→ **INPUT DATA**
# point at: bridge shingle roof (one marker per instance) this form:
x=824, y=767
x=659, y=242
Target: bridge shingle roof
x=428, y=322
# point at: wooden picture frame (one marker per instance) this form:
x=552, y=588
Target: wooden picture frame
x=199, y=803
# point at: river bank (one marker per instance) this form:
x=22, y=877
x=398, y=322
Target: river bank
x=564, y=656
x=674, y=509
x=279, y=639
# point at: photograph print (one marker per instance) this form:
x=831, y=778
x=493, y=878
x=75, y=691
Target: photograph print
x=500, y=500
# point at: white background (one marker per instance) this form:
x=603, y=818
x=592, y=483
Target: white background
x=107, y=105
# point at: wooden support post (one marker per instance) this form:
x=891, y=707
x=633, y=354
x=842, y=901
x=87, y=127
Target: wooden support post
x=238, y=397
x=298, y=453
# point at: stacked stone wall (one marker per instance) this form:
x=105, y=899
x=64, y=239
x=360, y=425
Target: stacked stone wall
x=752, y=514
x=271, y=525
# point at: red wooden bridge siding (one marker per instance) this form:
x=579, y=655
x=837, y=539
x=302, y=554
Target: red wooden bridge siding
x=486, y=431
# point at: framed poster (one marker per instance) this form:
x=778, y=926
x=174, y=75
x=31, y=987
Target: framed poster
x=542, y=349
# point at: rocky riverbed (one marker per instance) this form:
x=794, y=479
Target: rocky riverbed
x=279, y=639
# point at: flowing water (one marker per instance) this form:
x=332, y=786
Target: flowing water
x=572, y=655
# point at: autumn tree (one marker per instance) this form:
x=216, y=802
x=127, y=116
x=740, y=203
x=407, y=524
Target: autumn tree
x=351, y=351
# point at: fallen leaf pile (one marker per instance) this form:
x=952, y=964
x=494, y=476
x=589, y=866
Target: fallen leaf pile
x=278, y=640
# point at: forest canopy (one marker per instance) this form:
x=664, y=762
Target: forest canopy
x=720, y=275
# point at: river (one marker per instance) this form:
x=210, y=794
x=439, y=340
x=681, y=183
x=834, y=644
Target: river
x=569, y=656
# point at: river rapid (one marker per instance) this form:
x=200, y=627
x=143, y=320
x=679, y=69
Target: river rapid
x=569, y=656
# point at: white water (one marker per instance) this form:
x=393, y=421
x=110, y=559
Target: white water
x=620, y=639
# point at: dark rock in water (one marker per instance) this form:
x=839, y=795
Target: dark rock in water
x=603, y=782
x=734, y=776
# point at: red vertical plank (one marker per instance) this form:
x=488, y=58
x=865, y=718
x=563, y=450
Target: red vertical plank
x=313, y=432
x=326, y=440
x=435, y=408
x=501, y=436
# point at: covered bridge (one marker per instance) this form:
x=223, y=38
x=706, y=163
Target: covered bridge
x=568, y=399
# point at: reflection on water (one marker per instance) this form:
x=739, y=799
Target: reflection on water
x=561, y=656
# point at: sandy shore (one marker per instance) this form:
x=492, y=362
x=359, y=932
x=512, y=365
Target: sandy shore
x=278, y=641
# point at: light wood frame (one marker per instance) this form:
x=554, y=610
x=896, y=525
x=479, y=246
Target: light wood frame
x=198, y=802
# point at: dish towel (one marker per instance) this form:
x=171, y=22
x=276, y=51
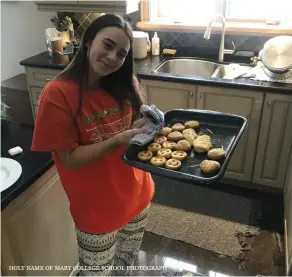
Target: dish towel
x=154, y=127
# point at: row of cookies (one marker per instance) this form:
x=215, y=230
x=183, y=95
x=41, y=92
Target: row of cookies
x=201, y=144
x=168, y=153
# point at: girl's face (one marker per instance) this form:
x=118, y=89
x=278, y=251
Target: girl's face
x=108, y=50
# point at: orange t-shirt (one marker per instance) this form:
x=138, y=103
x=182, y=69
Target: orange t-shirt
x=106, y=194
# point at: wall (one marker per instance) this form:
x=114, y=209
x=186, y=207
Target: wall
x=23, y=35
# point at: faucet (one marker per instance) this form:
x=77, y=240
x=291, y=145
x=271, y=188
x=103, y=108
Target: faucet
x=207, y=34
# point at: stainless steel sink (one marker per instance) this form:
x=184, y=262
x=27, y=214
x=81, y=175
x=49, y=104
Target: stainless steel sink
x=230, y=72
x=188, y=67
x=195, y=67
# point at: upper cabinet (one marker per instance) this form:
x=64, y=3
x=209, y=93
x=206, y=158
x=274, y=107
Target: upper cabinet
x=275, y=141
x=244, y=103
x=126, y=6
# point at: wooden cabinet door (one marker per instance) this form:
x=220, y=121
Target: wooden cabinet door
x=244, y=103
x=288, y=216
x=40, y=230
x=167, y=95
x=275, y=141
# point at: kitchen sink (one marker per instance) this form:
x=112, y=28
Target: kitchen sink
x=230, y=71
x=195, y=67
x=188, y=67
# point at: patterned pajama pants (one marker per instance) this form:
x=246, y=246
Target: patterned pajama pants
x=111, y=253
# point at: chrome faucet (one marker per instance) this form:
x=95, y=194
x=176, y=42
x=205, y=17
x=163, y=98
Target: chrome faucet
x=207, y=34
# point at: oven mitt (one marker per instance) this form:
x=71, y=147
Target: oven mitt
x=154, y=127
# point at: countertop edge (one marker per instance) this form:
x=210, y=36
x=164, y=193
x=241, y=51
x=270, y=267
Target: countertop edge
x=24, y=186
x=252, y=85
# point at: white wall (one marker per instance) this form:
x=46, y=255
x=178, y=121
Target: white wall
x=22, y=34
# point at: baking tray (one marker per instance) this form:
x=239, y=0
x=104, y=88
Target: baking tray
x=224, y=129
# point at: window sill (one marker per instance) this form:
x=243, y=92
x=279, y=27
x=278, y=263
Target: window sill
x=243, y=28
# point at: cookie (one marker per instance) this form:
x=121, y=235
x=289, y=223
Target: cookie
x=165, y=131
x=190, y=135
x=178, y=127
x=209, y=167
x=183, y=145
x=169, y=144
x=179, y=155
x=173, y=164
x=158, y=161
x=153, y=147
x=145, y=156
x=164, y=152
x=175, y=136
x=216, y=154
x=160, y=139
x=202, y=144
x=192, y=124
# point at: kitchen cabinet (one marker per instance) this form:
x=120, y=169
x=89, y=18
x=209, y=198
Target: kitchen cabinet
x=167, y=95
x=275, y=141
x=244, y=103
x=37, y=230
x=288, y=216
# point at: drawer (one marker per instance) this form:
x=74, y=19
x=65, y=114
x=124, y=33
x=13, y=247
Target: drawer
x=40, y=76
x=35, y=94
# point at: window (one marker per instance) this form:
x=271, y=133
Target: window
x=192, y=11
x=185, y=11
x=259, y=10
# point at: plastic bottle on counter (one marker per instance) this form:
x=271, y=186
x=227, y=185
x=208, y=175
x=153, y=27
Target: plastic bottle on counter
x=155, y=45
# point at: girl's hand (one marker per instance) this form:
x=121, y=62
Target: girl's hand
x=125, y=137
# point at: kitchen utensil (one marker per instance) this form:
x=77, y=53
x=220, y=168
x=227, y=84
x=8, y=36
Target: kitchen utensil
x=141, y=44
x=10, y=172
x=225, y=131
x=277, y=54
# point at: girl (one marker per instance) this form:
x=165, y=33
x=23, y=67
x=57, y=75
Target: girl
x=87, y=116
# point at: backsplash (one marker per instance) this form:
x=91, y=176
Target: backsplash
x=178, y=39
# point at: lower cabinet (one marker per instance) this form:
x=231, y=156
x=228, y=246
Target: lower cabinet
x=261, y=156
x=288, y=216
x=275, y=141
x=37, y=231
x=167, y=95
x=244, y=103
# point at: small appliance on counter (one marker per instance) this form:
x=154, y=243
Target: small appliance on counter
x=275, y=63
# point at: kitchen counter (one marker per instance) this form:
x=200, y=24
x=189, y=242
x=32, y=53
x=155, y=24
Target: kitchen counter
x=145, y=69
x=34, y=164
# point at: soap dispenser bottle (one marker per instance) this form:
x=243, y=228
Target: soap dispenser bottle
x=155, y=45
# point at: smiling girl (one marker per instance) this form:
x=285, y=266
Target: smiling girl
x=87, y=117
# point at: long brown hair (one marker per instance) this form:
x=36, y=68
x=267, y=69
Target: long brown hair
x=120, y=84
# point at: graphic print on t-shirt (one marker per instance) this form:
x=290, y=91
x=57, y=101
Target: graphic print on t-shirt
x=105, y=131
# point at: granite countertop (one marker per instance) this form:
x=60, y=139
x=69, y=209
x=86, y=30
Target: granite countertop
x=34, y=164
x=145, y=69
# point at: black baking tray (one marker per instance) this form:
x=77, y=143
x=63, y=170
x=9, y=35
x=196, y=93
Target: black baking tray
x=224, y=129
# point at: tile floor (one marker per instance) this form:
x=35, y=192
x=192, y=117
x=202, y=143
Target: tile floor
x=162, y=256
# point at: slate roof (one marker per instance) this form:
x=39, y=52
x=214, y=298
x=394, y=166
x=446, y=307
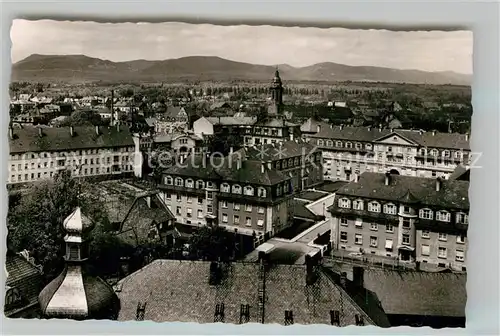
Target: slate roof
x=452, y=195
x=25, y=277
x=366, y=134
x=28, y=138
x=162, y=286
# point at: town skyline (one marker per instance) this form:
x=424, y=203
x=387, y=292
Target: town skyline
x=265, y=45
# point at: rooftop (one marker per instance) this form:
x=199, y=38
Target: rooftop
x=453, y=194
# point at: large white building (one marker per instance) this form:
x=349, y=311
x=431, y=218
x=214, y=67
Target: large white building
x=349, y=151
x=38, y=153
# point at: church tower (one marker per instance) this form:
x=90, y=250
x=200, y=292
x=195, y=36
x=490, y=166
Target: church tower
x=276, y=89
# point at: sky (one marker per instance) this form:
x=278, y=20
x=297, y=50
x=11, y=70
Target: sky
x=267, y=45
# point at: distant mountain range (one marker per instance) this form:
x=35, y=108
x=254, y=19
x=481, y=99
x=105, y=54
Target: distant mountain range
x=66, y=68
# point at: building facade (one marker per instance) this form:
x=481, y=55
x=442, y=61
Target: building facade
x=406, y=218
x=39, y=153
x=348, y=151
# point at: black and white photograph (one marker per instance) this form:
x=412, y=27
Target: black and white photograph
x=193, y=172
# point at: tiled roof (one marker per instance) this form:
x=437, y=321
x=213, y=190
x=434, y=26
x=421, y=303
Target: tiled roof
x=232, y=121
x=452, y=194
x=25, y=277
x=169, y=296
x=28, y=139
x=365, y=134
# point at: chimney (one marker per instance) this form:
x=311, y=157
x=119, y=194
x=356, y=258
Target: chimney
x=439, y=184
x=357, y=276
x=343, y=279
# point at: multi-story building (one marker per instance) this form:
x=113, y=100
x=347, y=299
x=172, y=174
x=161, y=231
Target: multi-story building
x=409, y=218
x=38, y=153
x=348, y=151
x=252, y=130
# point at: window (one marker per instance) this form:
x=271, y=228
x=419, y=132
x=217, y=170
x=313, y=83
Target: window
x=179, y=182
x=200, y=184
x=462, y=218
x=442, y=252
x=344, y=203
x=390, y=209
x=357, y=205
x=374, y=207
x=343, y=236
x=443, y=236
x=426, y=250
x=443, y=216
x=426, y=213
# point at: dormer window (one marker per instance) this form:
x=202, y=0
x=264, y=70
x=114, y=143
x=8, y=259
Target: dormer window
x=443, y=216
x=462, y=218
x=236, y=189
x=344, y=203
x=426, y=214
x=261, y=192
x=248, y=191
x=179, y=182
x=225, y=187
x=390, y=209
x=374, y=206
x=357, y=205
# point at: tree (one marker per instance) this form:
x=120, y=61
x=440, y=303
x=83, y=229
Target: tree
x=212, y=243
x=35, y=223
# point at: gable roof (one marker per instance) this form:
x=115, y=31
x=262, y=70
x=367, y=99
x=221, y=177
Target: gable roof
x=452, y=195
x=370, y=134
x=162, y=286
x=28, y=138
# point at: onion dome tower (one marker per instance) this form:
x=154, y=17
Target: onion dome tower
x=75, y=294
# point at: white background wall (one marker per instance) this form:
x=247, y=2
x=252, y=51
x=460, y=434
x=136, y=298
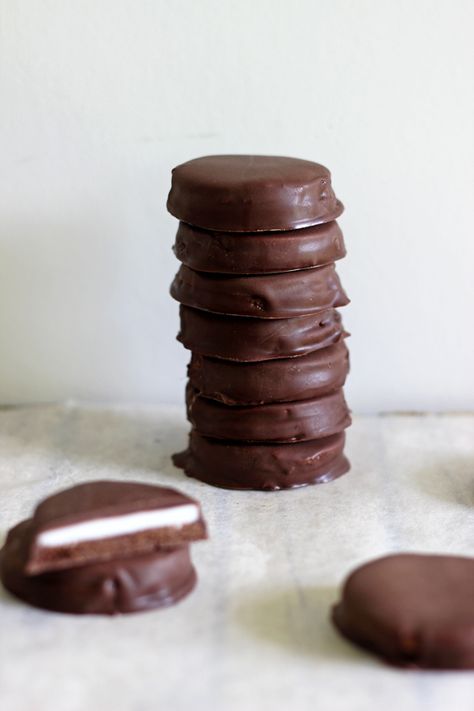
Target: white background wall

→ **TO DO**
Only the lines from the one containing "# point at: tiled" through the last line of the entries above belong in the copy; reproduce them exactly and drop every picture.

→ **THE ANSWER**
# point at: tiled roof (one marker per instance) this form:
x=437, y=321
x=213, y=190
x=434, y=26
x=421, y=303
Target: tiled roof
x=232, y=121
x=452, y=194
x=25, y=277
x=169, y=296
x=28, y=139
x=365, y=134
# point at: chimney (one marker per instance) this form:
x=311, y=157
x=119, y=194
x=356, y=258
Target: chimney
x=439, y=184
x=357, y=276
x=343, y=279
# point at: multi-story building (one marker per instance) this form:
x=113, y=100
x=347, y=299
x=172, y=174
x=161, y=231
Target: multi-story building
x=409, y=218
x=38, y=153
x=348, y=151
x=252, y=130
# point at: window (one marker per instance) this form:
x=271, y=228
x=419, y=132
x=217, y=170
x=313, y=83
Target: window
x=179, y=182
x=200, y=184
x=462, y=218
x=442, y=252
x=344, y=203
x=390, y=209
x=357, y=205
x=374, y=207
x=343, y=236
x=443, y=236
x=426, y=250
x=443, y=216
x=426, y=213
# point at: dormer window (one marker per instance) this form:
x=202, y=0
x=264, y=70
x=114, y=143
x=8, y=259
Target: dormer window
x=443, y=216
x=462, y=218
x=236, y=189
x=344, y=203
x=426, y=214
x=261, y=192
x=248, y=191
x=179, y=182
x=225, y=187
x=390, y=209
x=374, y=206
x=357, y=205
# point at: tree (one marker per instance) this form:
x=120, y=61
x=440, y=303
x=83, y=229
Target: tree
x=212, y=243
x=35, y=223
# point at: gable roof (one marker per instance) this form:
x=115, y=31
x=262, y=70
x=367, y=99
x=221, y=177
Target: gable roof
x=452, y=195
x=370, y=134
x=162, y=286
x=28, y=138
# point at: onion dome tower (one marker per instance) this form:
x=154, y=17
Target: onion dome tower
x=75, y=294
# point at: white background wall (one marker per instance) this form:
x=247, y=2
x=252, y=51
x=460, y=434
x=136, y=298
Target: white background wall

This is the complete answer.